▶ REQUIREMENT:
Take the listing and print it in full, exactly as given.

--- Start of EXTRACTED DATA ---

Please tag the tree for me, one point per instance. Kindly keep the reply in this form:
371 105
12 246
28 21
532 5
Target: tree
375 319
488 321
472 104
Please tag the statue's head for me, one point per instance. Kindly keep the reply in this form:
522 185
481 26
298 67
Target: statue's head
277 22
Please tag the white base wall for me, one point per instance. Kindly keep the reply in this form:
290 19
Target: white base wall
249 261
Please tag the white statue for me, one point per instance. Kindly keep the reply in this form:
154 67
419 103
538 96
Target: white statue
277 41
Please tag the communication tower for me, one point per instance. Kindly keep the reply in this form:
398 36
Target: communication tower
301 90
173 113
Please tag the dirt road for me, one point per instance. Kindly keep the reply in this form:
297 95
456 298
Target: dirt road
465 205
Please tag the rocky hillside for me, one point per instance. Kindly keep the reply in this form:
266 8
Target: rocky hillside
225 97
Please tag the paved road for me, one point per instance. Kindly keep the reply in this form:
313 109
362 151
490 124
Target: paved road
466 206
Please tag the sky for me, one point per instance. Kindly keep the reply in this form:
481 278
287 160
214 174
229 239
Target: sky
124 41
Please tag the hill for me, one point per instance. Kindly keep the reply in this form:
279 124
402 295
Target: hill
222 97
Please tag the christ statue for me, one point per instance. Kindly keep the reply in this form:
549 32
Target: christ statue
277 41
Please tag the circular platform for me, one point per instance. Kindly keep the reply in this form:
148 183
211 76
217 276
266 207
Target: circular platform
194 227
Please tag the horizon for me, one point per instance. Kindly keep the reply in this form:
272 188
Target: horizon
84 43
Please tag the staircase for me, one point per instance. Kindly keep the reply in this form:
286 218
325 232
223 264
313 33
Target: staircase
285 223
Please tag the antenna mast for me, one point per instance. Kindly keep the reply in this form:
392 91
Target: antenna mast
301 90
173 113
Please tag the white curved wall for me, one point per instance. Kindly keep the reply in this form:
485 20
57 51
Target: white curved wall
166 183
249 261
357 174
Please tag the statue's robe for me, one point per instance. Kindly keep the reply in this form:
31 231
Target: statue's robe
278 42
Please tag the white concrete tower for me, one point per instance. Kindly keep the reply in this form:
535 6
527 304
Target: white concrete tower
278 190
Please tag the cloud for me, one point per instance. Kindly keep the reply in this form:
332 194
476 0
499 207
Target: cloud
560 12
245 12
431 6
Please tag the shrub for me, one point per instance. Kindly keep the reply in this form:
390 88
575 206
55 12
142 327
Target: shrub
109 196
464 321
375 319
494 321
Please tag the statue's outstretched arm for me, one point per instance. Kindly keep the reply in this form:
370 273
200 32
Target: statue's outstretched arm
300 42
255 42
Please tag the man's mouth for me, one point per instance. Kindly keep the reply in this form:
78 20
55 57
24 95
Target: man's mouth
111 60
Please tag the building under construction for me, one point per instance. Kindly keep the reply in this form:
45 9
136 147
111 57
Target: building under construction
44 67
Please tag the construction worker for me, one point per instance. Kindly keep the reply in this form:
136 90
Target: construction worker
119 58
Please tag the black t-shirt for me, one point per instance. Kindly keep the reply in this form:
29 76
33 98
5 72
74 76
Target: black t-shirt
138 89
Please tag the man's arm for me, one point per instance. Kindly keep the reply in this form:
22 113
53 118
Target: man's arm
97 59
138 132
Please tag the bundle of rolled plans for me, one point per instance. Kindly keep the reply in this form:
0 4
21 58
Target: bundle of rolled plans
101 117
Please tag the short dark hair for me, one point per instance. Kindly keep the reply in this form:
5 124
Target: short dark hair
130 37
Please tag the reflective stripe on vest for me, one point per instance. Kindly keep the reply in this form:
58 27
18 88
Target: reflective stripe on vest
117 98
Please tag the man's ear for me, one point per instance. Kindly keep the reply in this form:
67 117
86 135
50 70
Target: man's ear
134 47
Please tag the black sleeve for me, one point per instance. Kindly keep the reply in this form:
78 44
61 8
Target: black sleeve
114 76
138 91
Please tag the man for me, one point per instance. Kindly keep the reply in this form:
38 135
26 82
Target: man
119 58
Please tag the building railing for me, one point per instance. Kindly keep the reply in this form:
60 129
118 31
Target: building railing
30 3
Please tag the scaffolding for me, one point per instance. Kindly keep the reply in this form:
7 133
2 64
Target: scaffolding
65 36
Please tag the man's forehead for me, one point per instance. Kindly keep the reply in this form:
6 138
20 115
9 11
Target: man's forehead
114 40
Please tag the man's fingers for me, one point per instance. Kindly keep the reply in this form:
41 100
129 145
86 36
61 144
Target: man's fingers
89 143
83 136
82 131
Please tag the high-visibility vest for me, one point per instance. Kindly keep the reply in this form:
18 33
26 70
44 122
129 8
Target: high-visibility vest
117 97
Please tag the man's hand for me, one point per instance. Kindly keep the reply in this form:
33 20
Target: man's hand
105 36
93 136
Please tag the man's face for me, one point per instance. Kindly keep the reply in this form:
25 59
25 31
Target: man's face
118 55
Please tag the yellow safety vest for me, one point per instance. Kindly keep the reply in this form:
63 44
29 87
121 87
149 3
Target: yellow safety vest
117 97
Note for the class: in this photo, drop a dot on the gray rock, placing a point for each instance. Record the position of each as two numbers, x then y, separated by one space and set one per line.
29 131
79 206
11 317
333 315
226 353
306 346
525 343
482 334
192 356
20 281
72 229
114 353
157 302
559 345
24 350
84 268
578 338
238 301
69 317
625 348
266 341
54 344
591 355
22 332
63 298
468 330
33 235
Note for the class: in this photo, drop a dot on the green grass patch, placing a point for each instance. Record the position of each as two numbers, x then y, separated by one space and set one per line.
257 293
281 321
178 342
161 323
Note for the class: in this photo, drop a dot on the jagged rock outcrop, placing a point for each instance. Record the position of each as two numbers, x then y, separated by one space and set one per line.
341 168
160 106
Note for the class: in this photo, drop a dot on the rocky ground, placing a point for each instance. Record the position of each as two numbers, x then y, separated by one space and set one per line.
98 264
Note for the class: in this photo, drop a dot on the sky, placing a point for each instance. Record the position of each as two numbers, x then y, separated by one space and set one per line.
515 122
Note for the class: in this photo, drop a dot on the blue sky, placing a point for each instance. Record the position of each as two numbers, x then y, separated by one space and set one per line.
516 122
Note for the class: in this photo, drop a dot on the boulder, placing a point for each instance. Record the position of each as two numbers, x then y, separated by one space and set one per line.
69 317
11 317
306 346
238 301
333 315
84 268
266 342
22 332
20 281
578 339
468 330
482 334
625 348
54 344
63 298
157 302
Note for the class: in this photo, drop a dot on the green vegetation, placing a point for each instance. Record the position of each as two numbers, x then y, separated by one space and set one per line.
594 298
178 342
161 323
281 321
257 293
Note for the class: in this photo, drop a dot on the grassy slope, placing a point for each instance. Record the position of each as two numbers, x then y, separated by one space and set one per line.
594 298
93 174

--- End of EXTRACTED DATA ---

▶ THE REPLY:
Please tag the tree for me, one point per instance. Kindly keep the reply in this form:
371 105
12 246
28 21
532 5
Target: tree
375 319
488 321
472 104
Please tag the statue's head for me, one point per instance. Kindly keep the reply in this form:
522 185
481 26
298 67
Target: statue's head
277 22
Please tag the white base wall for me, one point per instance. Kindly keep the reply in this form:
290 19
Target: white base wall
249 261
Please tag the white statue for me, one point per instance. Kindly keep the reply in this form:
154 67
419 103
538 96
Target: white statue
277 41
Please tag the communication tower for me, one point per instance. Kindly keep the reply in this form:
398 36
Target: communication tower
301 90
173 113
Please tag the dirt road for me, one point per instance. Kindly keep the reply in this form:
297 95
456 298
Target: dirt road
465 205
Please tag the rocky hillside for me, one point per instance. Kindly keep the reply in this form:
266 8
Target: rocky hillside
225 97
Please tag the paved road for me, one point per instance. Kindly keep the reply in this form:
313 109
362 151
490 124
Target: paved road
466 206
Please tag the sky for me, one point per instance. Kindly keep the reply in this form:
481 278
287 160
214 174
229 239
Target: sky
124 41
Please tag the hill for me, one point per instance. Kindly keep the reply in this form:
279 124
402 295
Target: hill
222 97
Please tag the christ statue for me, one point per instance. Kindly keep the reply in this form:
549 32
Target: christ statue
277 41
Please tag the circular platform for me, one point per instance. Kindly keep the reply in this form:
148 183
211 76
217 276
266 207
Target: circular platform
194 227
Please tag the horizon for me, one point per instance. Kindly keep the reply in this form:
272 188
Target: horizon
84 43
Please tag the staircase for me, one point per instance. Kindly keep the reply in this form:
286 218
325 232
223 264
313 33
Target: staircase
285 223
Please tag the antenna mast for me, one point per instance. Kindly keep the reply in this form:
392 91
Target: antenna mast
301 90
173 113
Please tag the white curved wall for me, one point per instance. Kindly keep the reply in this form:
485 20
57 51
Target: white curved wall
166 183
249 261
357 174
Please tag the statue's robe for me, one point per instance. Kindly keep the reply in this form:
31 231
Target: statue's robe
278 42
Please tag the white concrete tower for me, one point per instance. Kindly keep the reply in this form:
535 6
527 304
Target: white concrete tower
278 190
Please tag the cloud for me, one point per instance. Kindly keep the reply in this form:
332 194
476 0
499 207
Target: cloud
560 12
245 12
431 6
Please tag the shrub for me, one point per instance. Kindly keep the reply in this form:
390 88
575 206
55 12
142 327
Target: shrub
109 196
464 321
375 319
494 321
Please tag the statue's outstretched arm for me, one point per instance. Kindly keep the reply in this form:
370 273
200 32
Target: statue's outstretched arm
300 42
255 42
Please tag the man's mouth for me, one point per instance. Kindly keep the reply in this form:
78 20
55 57
24 95
Target: man's mouth
111 60
Please tag the building under construction for me, one point per instance. Kindly keep the reply in this form:
45 9
136 147
111 57
Target: building under construction
44 67
Please tag the construction worker for me, one point per instance. Kindly keep the reply in this form:
136 90
Target: construction worker
119 58
Please tag the black t-shirt for me, one point per instance. Kindly keep the reply in this form:
29 76
33 98
5 72
74 76
Target: black t-shirt
138 89
Please tag the man's arm for me, one point per instance. Kindly keep the reply in this form:
22 113
53 118
Target: man's arm
97 59
138 132
Please tag the bundle of rolled plans for me, one point per instance. Kindly keep the reply in this form:
0 4
21 58
Target: bundle of rolled plans
101 117
Please tag the short dark hair for me, one point per instance. Kindly keep the reply in this form:
5 124
Target: short dark hair
130 37
Please tag the reflective stripe on vest for me, one point per instance. Kindly keep the reply in this form:
58 27
18 88
Target: reflective stripe on vest
117 98
Please tag the man's ear for me, one point per instance. Kindly keep the reply in this form:
67 117
86 135
50 70
Target: man's ear
134 47
Please tag the black sleeve for me, one point per instance. Kindly keep the reply in this form:
78 44
61 8
Target: black sleeve
114 76
138 91
Please tag the man for me, one point per instance. Kindly keep the reply in this form:
38 135
26 82
Target: man
119 58
Please tag the building railing for me, one point per instance. Kindly keep the reply in this form:
60 129
118 31
Target: building railing
30 3
Please tag the scaffolding for me, one point per instance. Kindly keep the reply in this form:
7 133
2 64
Target: scaffolding
65 36
Please tag the man's forehead for me, one point per instance. Kindly keep the reply in this form:
6 138
20 115
9 11
Target: man's forehead
114 40
Please tag the man's fingers for me, one point per instance. Kindly keep the reply in this form:
41 100
129 145
86 36
61 144
Target: man's fingers
89 143
83 136
82 131
Please tag the high-visibility vest for me, one point per instance. Kindly keep the reply in this form:
18 33
26 70
44 122
129 8
Target: high-visibility vest
117 97
Please tag the man's hand for me, one point per instance. Kindly keep the reply in this form:
33 20
Target: man's hand
105 36
93 136
Please tag the man's face for me, one point per instance. Kindly keep the reply in this form:
25 59
25 31
Target: man's face
118 55
Please tag the yellow safety vest for me, one point per instance. Kindly keep the reply in this form:
63 44
29 87
121 87
149 3
Target: yellow safety vest
117 97
Note for the class: in this photo, drop a dot on the gray rock, placing a point for each instance. Record the position of each as two numbers, x then y, separated by one space and set one per line.
29 131
79 206
11 317
333 315
226 353
306 346
525 343
482 334
192 356
20 281
72 229
114 353
157 302
559 345
24 350
84 268
578 338
238 301
69 317
625 348
266 341
54 344
591 355
22 332
63 298
468 330
33 235
Note for the class: in this photo, drop a dot on the green grass patch, placing a point for each instance. Record the position of each as two numbers, x then y, separated by one space and set one per line.
257 293
281 321
178 342
161 323
Note for the class: in this photo, drop a dot on the jagged rock outcrop, placing a point for each instance. Record the position of each as two numbers, x then y, separated by one space and set one per line.
341 168
160 106
Note for the class: in this photo, drop a dot on the rocky ground, placing a point for each instance. Record the position of each as two numbers, x then y, separated by one space and set one per line.
98 264
Note for the class: in this photo, drop a dot on the sky, placing a point for each instance. Record the position of each as two numbers, x then y, separated by one space and set one per line.
515 122
Note for the class: in this photo, drop a dot on the blue sky, placing a point for each instance. Record the position of each as two numbers, x then y, separated by one space and set one per line.
516 122
Note for the class: in this photo, drop a dot on the boulder, placing a point for each instance. Record the position of each as two numbers, x then y, separated by one space and set one per line.
69 317
11 317
306 346
238 301
333 315
84 268
266 342
22 332
20 281
578 339
468 330
482 334
625 348
54 344
63 298
157 302
Note for the class: in this photo, drop a dot on the green vegetation, placing a point for each instance. Record the position of each as two numbers, x then y, separated by one space and set one per line.
594 298
178 342
161 323
281 321
257 293
Note for the class: in this photo, drop a dot on the grassy slope, placing a point for each instance. Record the position of each as two numbers, x then y, separated by one space and set one per line.
594 298
93 174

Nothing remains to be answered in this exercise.